-- Start of SOURCE MATERIAL --

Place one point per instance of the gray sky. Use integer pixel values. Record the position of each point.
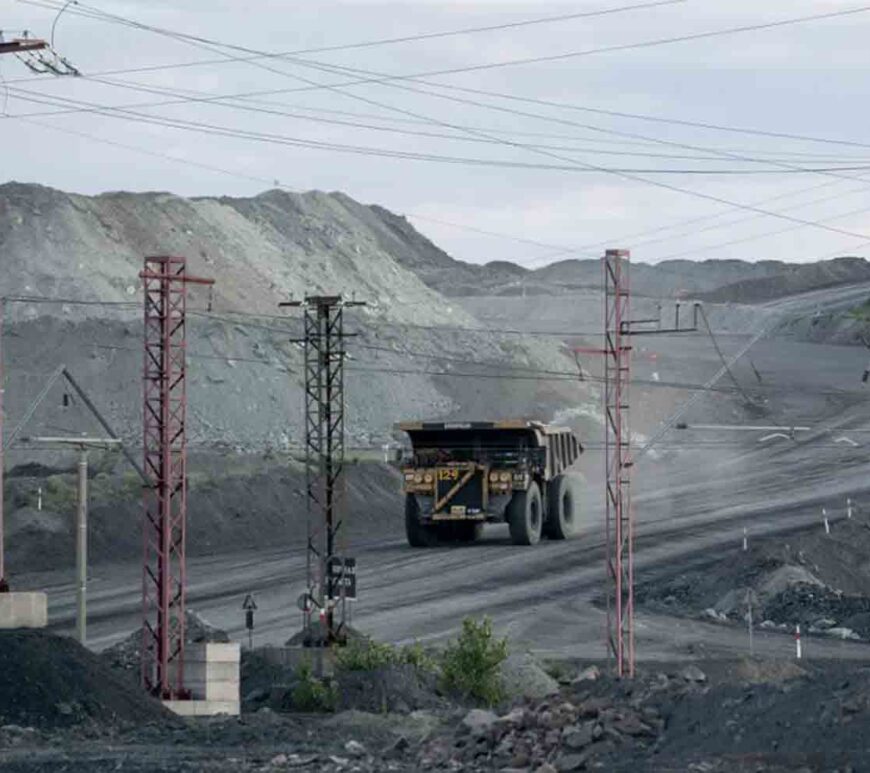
(801, 79)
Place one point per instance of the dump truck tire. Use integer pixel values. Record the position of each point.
(525, 516)
(563, 506)
(419, 535)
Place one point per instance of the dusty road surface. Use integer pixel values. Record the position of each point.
(692, 498)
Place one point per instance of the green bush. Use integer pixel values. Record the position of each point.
(414, 655)
(471, 665)
(368, 655)
(311, 693)
(364, 655)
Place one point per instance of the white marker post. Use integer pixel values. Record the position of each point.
(749, 620)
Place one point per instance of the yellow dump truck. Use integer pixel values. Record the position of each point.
(460, 475)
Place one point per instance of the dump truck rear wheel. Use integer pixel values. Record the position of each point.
(419, 535)
(564, 500)
(525, 516)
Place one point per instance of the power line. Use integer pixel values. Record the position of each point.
(84, 10)
(648, 181)
(102, 16)
(195, 40)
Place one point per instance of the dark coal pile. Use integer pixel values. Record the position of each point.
(48, 682)
(264, 683)
(809, 578)
(394, 688)
(713, 716)
(820, 608)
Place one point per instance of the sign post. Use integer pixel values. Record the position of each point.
(249, 605)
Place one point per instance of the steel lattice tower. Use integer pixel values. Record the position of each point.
(324, 454)
(324, 463)
(617, 443)
(165, 462)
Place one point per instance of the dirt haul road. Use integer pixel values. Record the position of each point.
(689, 504)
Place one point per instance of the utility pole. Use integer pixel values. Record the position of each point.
(82, 444)
(164, 582)
(37, 55)
(324, 465)
(619, 522)
(4, 582)
(32, 52)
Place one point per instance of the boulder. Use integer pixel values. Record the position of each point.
(523, 677)
(479, 721)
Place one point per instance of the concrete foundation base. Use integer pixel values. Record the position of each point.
(211, 673)
(23, 610)
(195, 708)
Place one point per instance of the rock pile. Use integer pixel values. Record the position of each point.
(589, 723)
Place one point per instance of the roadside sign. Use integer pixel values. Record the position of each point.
(249, 605)
(341, 576)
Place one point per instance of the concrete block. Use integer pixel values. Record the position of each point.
(198, 671)
(213, 690)
(211, 672)
(201, 708)
(23, 610)
(213, 652)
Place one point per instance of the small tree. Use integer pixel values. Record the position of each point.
(471, 665)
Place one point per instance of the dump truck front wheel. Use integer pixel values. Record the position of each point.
(525, 516)
(419, 535)
(563, 506)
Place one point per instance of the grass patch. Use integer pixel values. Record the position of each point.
(471, 665)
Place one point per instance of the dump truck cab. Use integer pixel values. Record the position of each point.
(460, 475)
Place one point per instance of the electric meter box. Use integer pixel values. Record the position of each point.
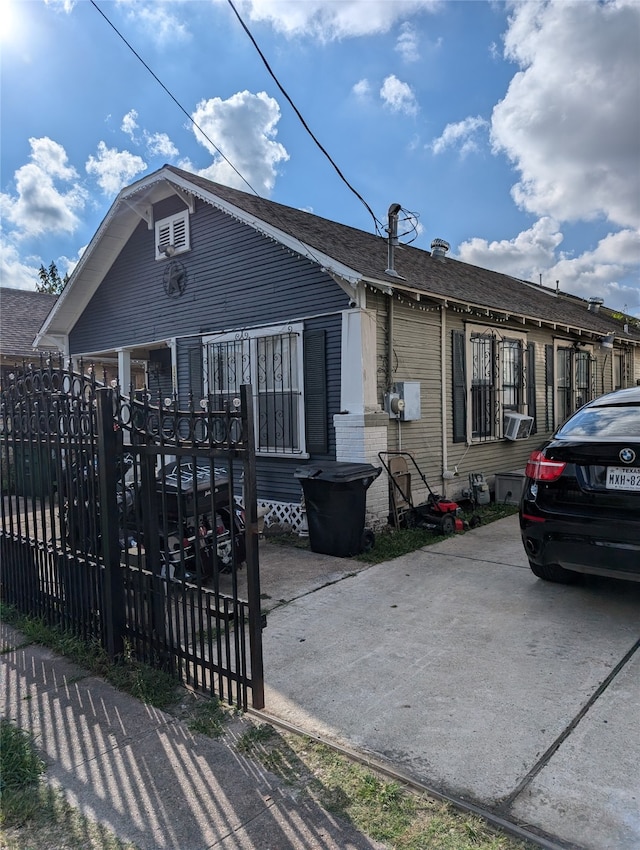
(409, 392)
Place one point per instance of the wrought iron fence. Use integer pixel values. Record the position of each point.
(121, 521)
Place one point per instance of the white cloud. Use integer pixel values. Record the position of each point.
(570, 121)
(328, 20)
(113, 168)
(603, 271)
(17, 272)
(130, 123)
(460, 135)
(362, 88)
(524, 257)
(40, 205)
(243, 127)
(398, 96)
(407, 43)
(158, 20)
(159, 144)
(61, 5)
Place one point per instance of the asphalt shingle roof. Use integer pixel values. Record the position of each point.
(22, 313)
(421, 272)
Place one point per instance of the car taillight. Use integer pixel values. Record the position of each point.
(540, 468)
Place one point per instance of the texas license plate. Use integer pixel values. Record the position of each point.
(621, 478)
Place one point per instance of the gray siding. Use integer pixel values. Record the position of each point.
(236, 278)
(275, 475)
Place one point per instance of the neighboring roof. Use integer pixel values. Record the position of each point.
(22, 313)
(349, 254)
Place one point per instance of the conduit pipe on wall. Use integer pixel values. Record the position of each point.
(443, 390)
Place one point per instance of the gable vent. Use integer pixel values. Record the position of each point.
(172, 235)
(439, 248)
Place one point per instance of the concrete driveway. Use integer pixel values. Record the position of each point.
(459, 668)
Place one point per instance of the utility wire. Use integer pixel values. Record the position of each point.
(377, 223)
(173, 98)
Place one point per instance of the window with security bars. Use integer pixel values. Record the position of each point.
(492, 375)
(575, 380)
(272, 364)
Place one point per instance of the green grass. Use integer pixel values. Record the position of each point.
(148, 684)
(392, 542)
(208, 717)
(383, 809)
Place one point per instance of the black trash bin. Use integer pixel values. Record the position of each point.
(335, 496)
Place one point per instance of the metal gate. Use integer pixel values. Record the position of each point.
(135, 524)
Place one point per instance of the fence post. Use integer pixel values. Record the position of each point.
(253, 565)
(114, 599)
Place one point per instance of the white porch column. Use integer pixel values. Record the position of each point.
(361, 426)
(124, 370)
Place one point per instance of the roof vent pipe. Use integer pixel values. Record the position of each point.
(392, 230)
(439, 248)
(595, 304)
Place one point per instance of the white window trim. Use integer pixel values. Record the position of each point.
(256, 333)
(171, 242)
(486, 330)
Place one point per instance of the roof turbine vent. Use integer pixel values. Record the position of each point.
(392, 243)
(595, 304)
(439, 248)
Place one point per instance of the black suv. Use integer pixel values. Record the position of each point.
(580, 506)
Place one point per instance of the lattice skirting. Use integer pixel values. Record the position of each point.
(282, 513)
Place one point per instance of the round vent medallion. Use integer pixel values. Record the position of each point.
(174, 279)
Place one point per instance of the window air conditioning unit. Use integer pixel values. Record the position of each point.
(517, 426)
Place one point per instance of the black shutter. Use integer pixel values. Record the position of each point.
(196, 382)
(459, 388)
(531, 385)
(315, 392)
(548, 379)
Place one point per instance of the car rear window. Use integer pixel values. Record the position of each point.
(604, 422)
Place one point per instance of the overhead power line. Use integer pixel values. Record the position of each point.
(303, 122)
(173, 98)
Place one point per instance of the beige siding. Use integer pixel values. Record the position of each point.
(417, 357)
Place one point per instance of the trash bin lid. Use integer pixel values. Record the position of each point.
(338, 471)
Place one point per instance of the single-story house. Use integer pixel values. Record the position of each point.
(353, 344)
(22, 313)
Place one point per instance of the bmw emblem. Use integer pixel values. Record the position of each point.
(627, 455)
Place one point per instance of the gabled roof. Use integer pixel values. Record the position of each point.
(349, 254)
(22, 313)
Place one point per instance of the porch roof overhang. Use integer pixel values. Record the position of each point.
(133, 204)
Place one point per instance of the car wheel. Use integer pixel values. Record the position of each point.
(553, 572)
(447, 524)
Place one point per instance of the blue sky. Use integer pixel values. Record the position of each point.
(511, 129)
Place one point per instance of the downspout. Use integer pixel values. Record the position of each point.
(443, 391)
(390, 342)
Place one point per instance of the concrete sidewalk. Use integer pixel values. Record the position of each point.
(461, 669)
(453, 665)
(144, 775)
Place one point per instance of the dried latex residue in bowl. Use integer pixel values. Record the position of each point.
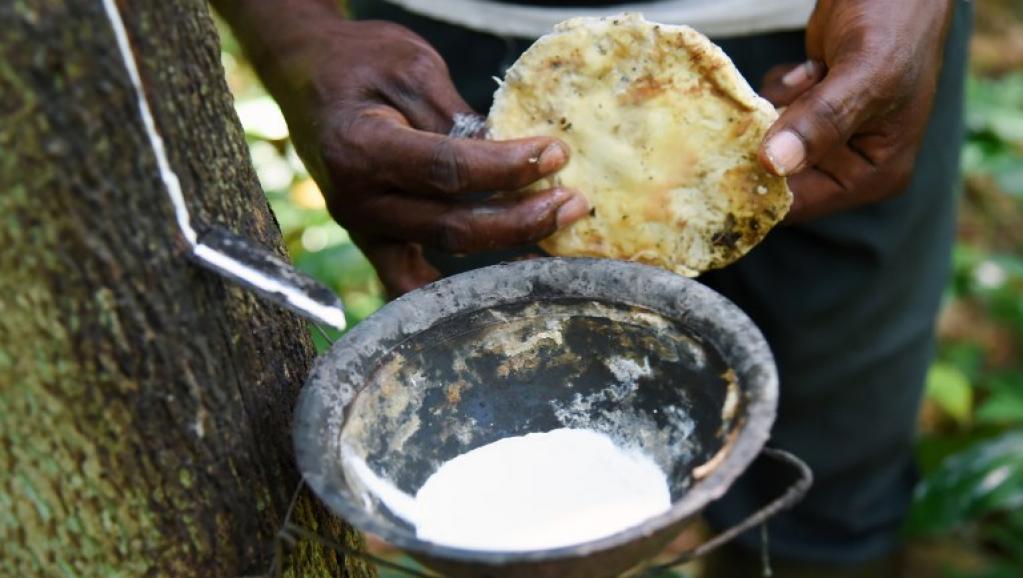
(532, 492)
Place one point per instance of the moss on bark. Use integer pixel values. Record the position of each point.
(144, 404)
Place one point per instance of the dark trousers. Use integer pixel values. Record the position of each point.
(847, 304)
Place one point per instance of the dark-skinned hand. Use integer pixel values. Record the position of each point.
(369, 105)
(856, 110)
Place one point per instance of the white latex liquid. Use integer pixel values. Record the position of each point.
(531, 492)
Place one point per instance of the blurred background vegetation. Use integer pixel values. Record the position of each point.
(968, 517)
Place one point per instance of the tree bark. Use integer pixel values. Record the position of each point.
(144, 404)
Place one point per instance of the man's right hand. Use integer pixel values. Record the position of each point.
(369, 105)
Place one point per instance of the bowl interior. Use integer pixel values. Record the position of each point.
(658, 361)
(630, 372)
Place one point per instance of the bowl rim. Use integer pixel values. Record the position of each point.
(616, 281)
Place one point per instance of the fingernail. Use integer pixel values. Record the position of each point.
(573, 210)
(799, 75)
(552, 158)
(786, 152)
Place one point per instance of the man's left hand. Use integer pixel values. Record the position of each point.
(855, 113)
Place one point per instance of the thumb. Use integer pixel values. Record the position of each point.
(823, 118)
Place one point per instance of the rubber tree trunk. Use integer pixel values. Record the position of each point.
(144, 404)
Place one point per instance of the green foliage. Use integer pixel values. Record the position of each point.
(984, 480)
(972, 454)
(949, 389)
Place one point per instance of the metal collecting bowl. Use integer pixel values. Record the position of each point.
(655, 360)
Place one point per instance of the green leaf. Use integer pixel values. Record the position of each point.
(949, 389)
(1005, 401)
(984, 479)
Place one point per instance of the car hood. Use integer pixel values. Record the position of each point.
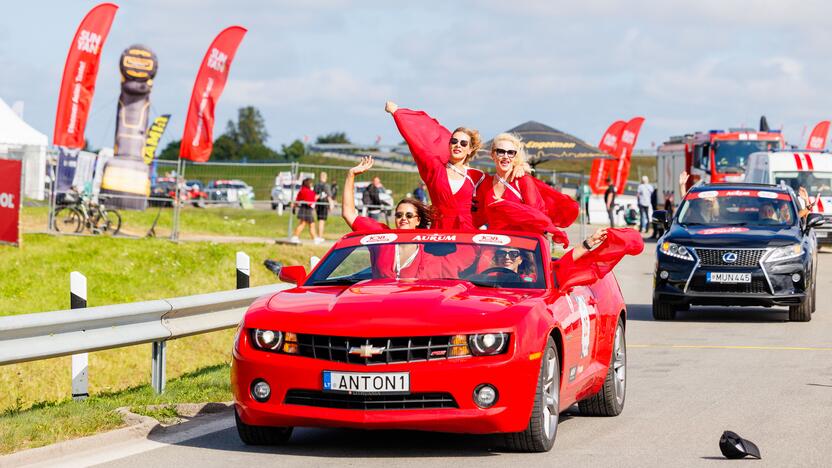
(394, 308)
(726, 236)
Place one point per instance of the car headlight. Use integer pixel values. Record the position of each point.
(268, 340)
(675, 250)
(488, 344)
(785, 253)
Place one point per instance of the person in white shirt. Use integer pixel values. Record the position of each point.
(645, 191)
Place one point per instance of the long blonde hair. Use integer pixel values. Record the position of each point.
(520, 158)
(476, 141)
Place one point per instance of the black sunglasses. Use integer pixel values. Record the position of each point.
(501, 152)
(512, 254)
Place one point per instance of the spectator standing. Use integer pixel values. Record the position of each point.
(304, 203)
(420, 193)
(325, 199)
(372, 199)
(644, 198)
(609, 200)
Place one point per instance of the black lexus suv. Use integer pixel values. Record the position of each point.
(736, 245)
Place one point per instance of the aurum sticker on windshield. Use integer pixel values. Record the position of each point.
(491, 239)
(378, 239)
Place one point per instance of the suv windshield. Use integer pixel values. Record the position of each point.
(738, 208)
(492, 266)
(731, 156)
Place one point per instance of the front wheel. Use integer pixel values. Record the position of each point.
(261, 435)
(610, 400)
(540, 434)
(68, 219)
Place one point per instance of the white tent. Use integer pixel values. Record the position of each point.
(18, 140)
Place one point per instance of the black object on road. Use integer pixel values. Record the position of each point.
(733, 446)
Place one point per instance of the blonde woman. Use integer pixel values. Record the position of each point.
(442, 159)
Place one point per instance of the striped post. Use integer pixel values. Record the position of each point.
(78, 300)
(243, 270)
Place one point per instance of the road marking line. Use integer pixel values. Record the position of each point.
(764, 348)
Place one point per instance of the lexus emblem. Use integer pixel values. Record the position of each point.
(367, 351)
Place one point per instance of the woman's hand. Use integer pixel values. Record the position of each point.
(362, 167)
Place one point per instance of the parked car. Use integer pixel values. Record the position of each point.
(485, 350)
(229, 191)
(737, 245)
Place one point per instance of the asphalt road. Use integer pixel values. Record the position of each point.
(743, 369)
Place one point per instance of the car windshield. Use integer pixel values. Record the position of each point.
(737, 208)
(814, 182)
(731, 156)
(486, 260)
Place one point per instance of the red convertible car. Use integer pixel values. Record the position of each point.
(459, 337)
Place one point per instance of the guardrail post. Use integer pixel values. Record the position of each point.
(157, 372)
(243, 270)
(78, 300)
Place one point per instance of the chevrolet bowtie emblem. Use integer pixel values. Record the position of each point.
(367, 351)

-- End of SOURCE MATERIAL --

__WORK REQUIRED__
In the listing above, find the line with "Place one point per instance of the asphalt road." and set down that line and all after it exactly, through the final line.

__CORRECT RESPONSE__
Place one point per instance of the asphalt road. Use integer pixel values. Record the position of each point.
(743, 369)
Place one point per instance of the car windshield. Use integer pixel values. Record the position of each point.
(737, 208)
(814, 182)
(731, 156)
(486, 260)
Place one point per instance of the red convertible car. Use integer pixel values. Record the position of each point.
(459, 337)
Place one point per instance of the guardrail post. Use integer pixel values. Record the position of each point.
(157, 372)
(243, 270)
(78, 300)
Place one point per instance of the chevrolet bowtie emblem. Use integer pixel values. Record the position of each point.
(367, 351)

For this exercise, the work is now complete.